§ **Stored data entries**:

━━━━━━━━━━━━━━━━━━━━

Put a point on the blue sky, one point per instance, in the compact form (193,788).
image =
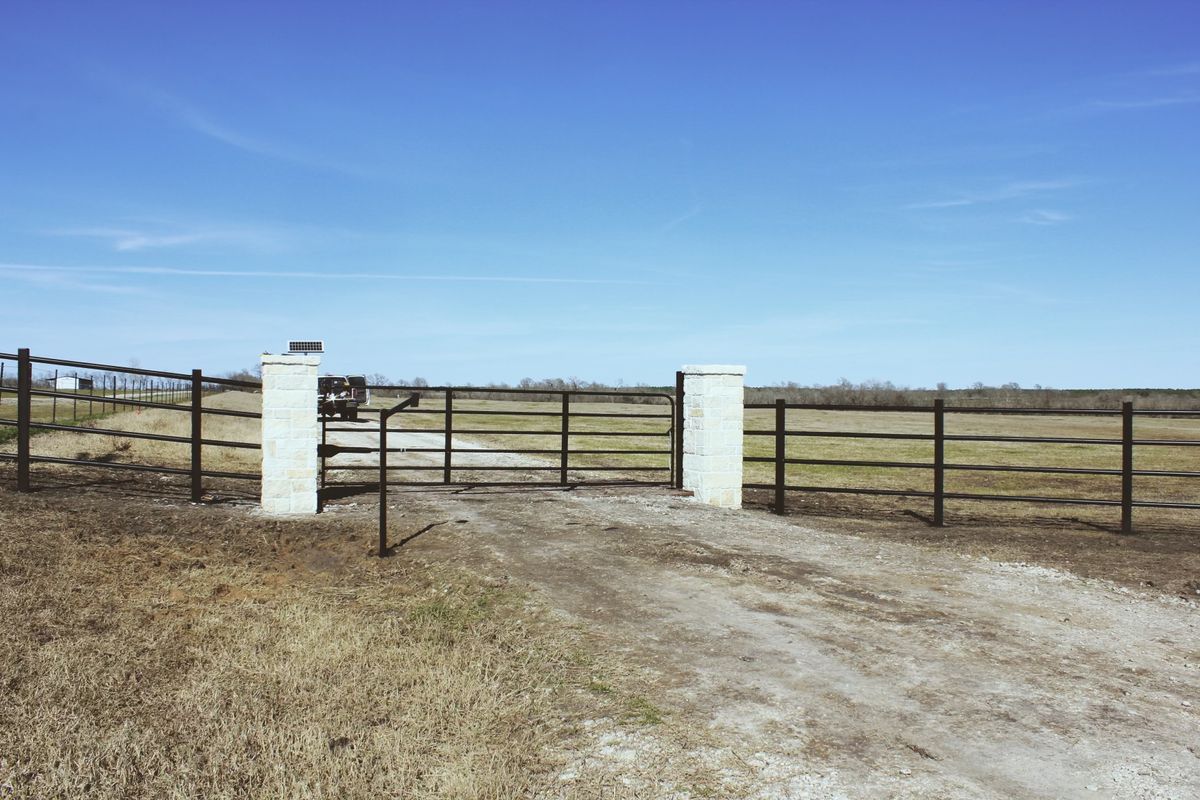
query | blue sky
(916,192)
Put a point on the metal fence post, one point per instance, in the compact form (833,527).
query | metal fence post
(678,431)
(939,462)
(383,483)
(567,437)
(197,435)
(780,456)
(24,410)
(1127,467)
(449,441)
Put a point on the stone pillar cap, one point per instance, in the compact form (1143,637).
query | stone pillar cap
(301,360)
(714,370)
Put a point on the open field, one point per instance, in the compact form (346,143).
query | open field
(1042,455)
(996,453)
(70,444)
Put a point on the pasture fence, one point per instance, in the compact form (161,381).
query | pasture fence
(939,467)
(112,389)
(640,451)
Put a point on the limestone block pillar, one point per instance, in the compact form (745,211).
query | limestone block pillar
(712,433)
(291,433)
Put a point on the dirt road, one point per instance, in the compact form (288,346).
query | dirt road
(845,667)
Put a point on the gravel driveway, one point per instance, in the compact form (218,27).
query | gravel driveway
(839,666)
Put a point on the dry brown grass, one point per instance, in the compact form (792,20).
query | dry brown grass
(157,651)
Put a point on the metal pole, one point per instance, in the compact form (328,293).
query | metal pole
(939,462)
(678,432)
(567,437)
(780,456)
(24,408)
(449,441)
(1127,468)
(197,435)
(383,483)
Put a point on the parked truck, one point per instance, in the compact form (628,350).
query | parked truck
(341,396)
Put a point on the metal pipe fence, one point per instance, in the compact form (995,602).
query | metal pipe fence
(939,467)
(114,389)
(561,421)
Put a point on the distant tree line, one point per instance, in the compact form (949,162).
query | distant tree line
(844,392)
(1012,395)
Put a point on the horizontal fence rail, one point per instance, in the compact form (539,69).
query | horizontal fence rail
(939,467)
(461,414)
(78,394)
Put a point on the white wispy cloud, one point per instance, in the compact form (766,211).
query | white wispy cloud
(1146,102)
(671,224)
(293,275)
(60,281)
(1044,217)
(205,124)
(132,240)
(1011,191)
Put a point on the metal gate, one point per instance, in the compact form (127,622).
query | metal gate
(467,435)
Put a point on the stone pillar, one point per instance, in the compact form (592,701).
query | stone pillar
(291,433)
(712,433)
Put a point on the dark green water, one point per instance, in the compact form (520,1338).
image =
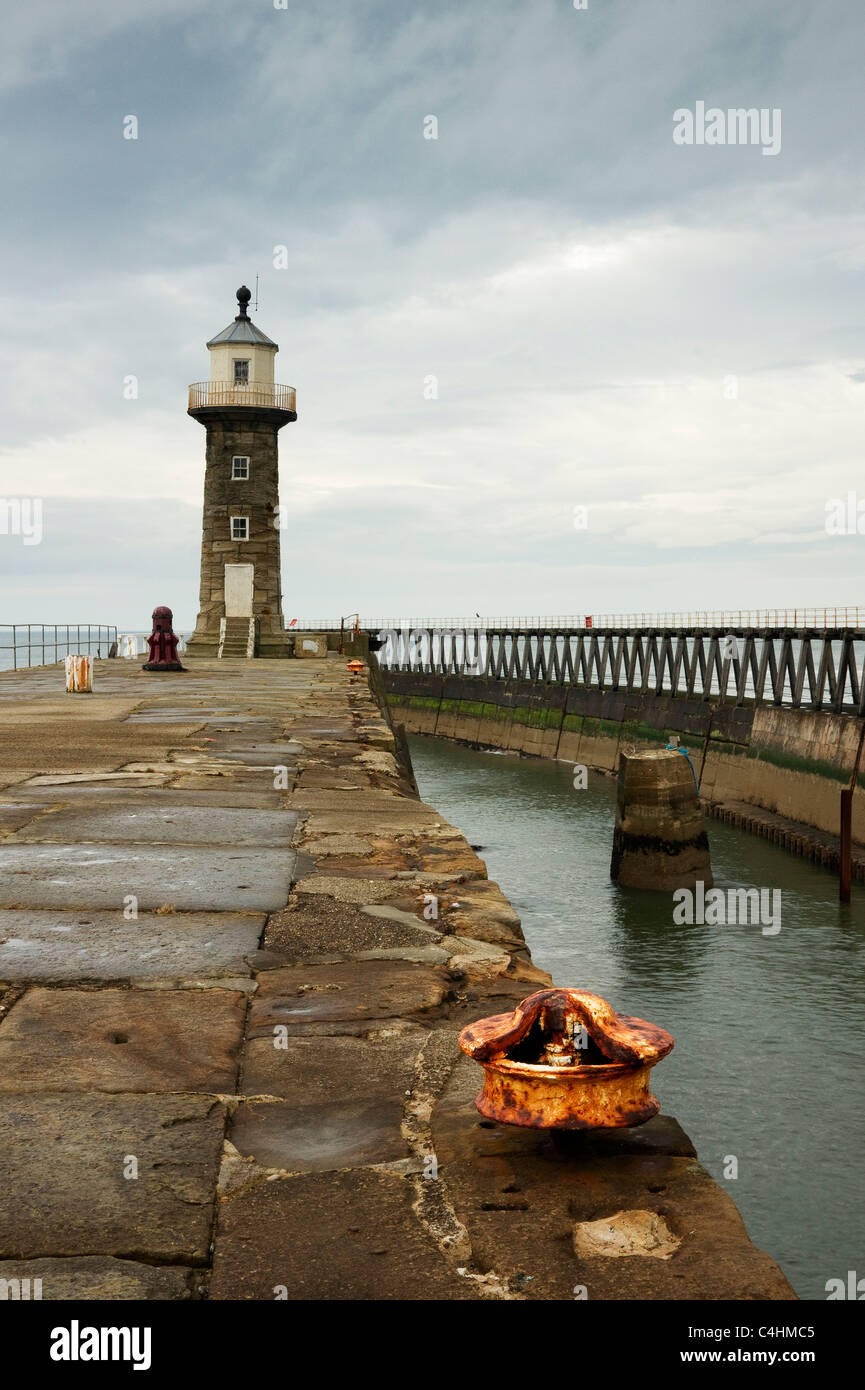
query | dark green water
(769,1029)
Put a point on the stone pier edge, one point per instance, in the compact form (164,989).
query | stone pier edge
(317,1175)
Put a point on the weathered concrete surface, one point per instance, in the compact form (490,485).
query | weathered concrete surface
(174,948)
(790,762)
(255,1084)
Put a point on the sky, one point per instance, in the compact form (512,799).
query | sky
(548,362)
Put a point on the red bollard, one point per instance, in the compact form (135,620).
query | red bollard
(163,644)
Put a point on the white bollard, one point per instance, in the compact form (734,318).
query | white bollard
(78,676)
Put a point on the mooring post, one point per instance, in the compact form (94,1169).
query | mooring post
(846,852)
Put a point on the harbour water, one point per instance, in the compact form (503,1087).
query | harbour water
(769,1027)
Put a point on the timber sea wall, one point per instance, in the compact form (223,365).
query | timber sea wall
(787,763)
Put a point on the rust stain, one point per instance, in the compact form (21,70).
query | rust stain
(566,1059)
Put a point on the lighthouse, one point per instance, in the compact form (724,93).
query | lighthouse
(242,410)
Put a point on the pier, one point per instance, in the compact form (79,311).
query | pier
(235,955)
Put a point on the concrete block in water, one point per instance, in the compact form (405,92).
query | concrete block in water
(659,840)
(312,644)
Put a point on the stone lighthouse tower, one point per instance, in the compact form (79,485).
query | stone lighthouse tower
(242,410)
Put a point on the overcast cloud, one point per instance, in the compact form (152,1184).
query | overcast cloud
(581,287)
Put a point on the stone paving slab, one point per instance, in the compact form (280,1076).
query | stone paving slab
(84,876)
(319,923)
(64,1191)
(363,997)
(163,824)
(91,1278)
(523,1208)
(123,1040)
(323,994)
(103,945)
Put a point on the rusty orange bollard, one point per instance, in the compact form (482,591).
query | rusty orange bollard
(565,1059)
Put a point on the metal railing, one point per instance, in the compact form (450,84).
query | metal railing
(39,644)
(259,394)
(804,669)
(835,617)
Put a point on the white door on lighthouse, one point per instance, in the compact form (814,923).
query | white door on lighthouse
(238,590)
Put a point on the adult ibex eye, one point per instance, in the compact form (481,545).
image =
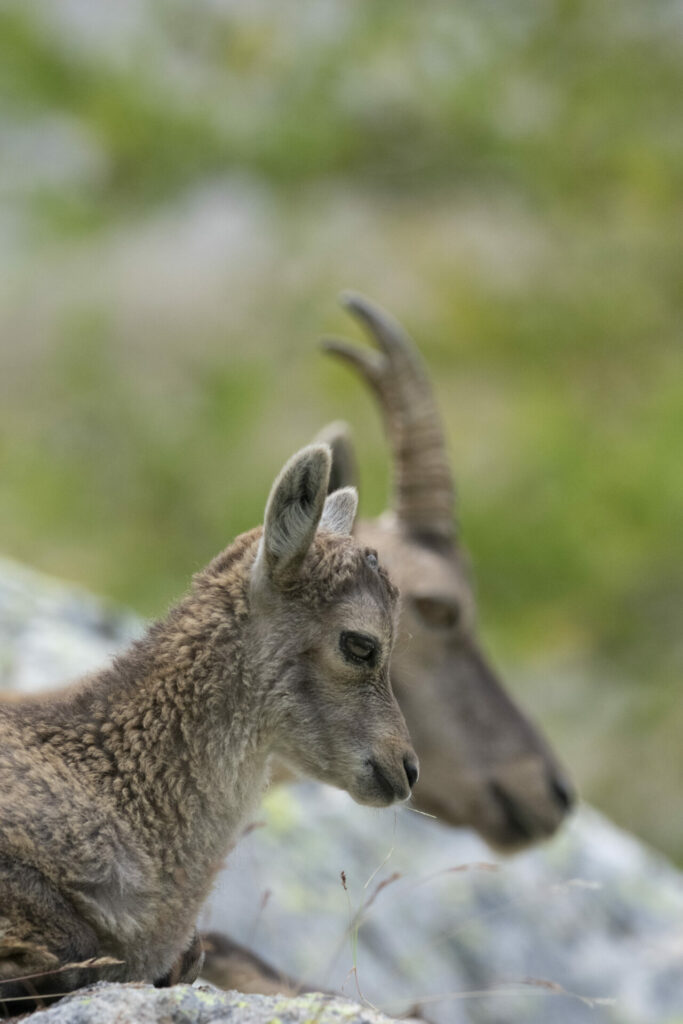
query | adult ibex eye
(437,612)
(358,647)
(371,558)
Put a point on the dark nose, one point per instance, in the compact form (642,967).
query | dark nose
(563,793)
(412,771)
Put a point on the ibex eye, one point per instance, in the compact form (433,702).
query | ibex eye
(358,647)
(371,559)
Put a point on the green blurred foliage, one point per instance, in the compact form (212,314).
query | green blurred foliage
(509,178)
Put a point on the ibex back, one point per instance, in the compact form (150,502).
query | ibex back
(120,798)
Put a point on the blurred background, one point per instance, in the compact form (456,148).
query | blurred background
(184,189)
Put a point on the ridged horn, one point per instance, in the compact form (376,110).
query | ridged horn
(423,482)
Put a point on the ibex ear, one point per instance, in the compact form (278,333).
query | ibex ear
(344,470)
(339,511)
(294,510)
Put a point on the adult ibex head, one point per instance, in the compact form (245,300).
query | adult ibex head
(121,796)
(483,764)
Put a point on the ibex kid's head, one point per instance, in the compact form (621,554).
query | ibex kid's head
(483,763)
(323,614)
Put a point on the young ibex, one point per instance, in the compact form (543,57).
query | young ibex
(120,798)
(483,764)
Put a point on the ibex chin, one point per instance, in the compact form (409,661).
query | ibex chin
(483,764)
(121,797)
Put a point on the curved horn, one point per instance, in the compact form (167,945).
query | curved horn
(424,488)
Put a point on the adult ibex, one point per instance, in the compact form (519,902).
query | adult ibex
(482,762)
(120,798)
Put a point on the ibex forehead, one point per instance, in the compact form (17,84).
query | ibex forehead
(365,612)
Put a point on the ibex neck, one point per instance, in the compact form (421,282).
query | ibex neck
(180,724)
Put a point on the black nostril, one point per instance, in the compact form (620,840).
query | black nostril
(411,770)
(562,793)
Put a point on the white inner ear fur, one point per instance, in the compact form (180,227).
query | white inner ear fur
(339,511)
(294,509)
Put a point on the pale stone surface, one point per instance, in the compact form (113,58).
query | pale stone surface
(200,1005)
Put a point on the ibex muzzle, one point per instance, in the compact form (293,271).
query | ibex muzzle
(483,764)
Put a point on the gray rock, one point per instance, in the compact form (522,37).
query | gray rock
(199,1005)
(588,928)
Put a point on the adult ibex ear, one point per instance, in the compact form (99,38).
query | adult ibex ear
(293,512)
(339,511)
(344,471)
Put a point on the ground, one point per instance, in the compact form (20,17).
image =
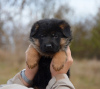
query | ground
(85,74)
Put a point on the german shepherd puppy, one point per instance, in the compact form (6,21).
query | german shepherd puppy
(50,38)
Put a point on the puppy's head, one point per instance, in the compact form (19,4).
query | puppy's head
(46,35)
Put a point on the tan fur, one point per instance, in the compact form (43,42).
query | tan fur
(59,60)
(34,54)
(62,26)
(32,57)
(37,26)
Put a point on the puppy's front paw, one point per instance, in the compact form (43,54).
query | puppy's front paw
(32,57)
(59,60)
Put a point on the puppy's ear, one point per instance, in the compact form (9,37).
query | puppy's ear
(65,28)
(34,29)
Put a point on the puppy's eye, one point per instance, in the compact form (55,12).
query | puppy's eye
(42,35)
(55,36)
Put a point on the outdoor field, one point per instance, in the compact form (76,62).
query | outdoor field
(85,74)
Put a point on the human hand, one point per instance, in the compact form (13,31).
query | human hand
(67,64)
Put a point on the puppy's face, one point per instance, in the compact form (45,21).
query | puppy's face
(47,34)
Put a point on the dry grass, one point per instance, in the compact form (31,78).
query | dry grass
(84,74)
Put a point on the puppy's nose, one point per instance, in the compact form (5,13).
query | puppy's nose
(48,46)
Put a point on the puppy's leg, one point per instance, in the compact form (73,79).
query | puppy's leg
(59,60)
(32,57)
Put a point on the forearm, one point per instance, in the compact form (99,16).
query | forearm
(60,81)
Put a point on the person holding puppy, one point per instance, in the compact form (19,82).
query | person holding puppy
(59,79)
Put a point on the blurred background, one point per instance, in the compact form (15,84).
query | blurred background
(17,18)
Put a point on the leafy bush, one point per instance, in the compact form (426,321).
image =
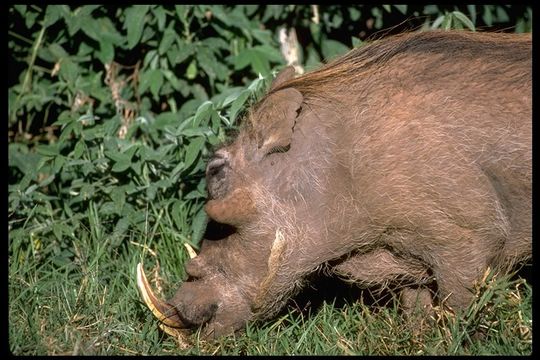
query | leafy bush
(113,111)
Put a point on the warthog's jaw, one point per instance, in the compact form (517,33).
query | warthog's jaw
(163,311)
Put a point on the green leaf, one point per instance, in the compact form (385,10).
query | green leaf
(193,150)
(168,39)
(106,52)
(191,71)
(238,104)
(48,150)
(332,48)
(203,112)
(134,23)
(156,81)
(198,226)
(52,15)
(464,19)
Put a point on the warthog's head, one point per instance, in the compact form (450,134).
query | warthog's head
(228,274)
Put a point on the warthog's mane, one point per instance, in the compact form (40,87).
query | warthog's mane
(449,44)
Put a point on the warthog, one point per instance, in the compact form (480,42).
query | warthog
(406,161)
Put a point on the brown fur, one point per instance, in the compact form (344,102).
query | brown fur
(405,161)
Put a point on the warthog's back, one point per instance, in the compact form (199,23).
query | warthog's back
(420,119)
(407,161)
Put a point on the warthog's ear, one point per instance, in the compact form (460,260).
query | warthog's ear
(276,119)
(284,75)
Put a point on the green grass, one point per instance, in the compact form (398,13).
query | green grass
(91,306)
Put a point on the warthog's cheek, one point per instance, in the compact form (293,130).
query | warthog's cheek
(196,302)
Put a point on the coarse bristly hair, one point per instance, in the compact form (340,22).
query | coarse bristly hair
(404,162)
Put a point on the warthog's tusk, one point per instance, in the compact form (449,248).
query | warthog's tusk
(163,311)
(192,254)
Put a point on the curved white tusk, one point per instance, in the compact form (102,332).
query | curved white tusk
(155,305)
(192,254)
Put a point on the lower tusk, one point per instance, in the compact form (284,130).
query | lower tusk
(192,254)
(157,306)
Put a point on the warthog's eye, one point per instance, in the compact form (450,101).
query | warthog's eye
(279,149)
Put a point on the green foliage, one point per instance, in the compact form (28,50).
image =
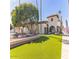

━━━━━━━━━━━━━━━━━━━━

Put the records, starting at the line that contains "Put a point on the green foliage, one" and ending at the end of the records, into a Markdown table with the columns Row and Entry. Skip blank lines and leave the pictures out.

| Row | Entry |
|---|---|
| 1 | Put a point on the green foliage, one point per instance, in the compact form (28,50). |
| 2 | image = |